- **DATA FOR THIS EXERCISE**
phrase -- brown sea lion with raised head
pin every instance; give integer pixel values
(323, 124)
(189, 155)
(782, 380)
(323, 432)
--
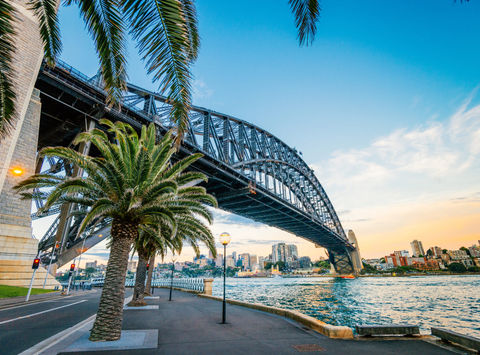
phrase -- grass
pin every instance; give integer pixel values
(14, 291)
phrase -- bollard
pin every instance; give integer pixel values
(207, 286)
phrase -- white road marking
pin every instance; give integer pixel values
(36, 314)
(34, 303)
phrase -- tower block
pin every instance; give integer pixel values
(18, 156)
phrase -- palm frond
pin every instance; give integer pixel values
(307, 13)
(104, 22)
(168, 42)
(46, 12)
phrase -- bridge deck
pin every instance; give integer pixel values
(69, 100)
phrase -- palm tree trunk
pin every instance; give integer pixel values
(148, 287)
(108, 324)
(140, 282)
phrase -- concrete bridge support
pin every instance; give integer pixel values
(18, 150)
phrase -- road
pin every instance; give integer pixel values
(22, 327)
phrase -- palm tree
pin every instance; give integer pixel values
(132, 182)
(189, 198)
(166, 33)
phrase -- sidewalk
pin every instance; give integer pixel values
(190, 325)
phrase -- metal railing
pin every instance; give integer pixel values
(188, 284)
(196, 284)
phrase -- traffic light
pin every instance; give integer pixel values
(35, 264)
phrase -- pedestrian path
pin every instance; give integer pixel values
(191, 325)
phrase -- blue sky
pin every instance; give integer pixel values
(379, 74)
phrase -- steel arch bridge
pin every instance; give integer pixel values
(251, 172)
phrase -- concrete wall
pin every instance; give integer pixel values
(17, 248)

- **WRITTEN INSTRUCTION**
How many lines in the entries above contain the string "bridge", with case counting? Reply with the number alone.

- **EXPECTED OUTPUT**
3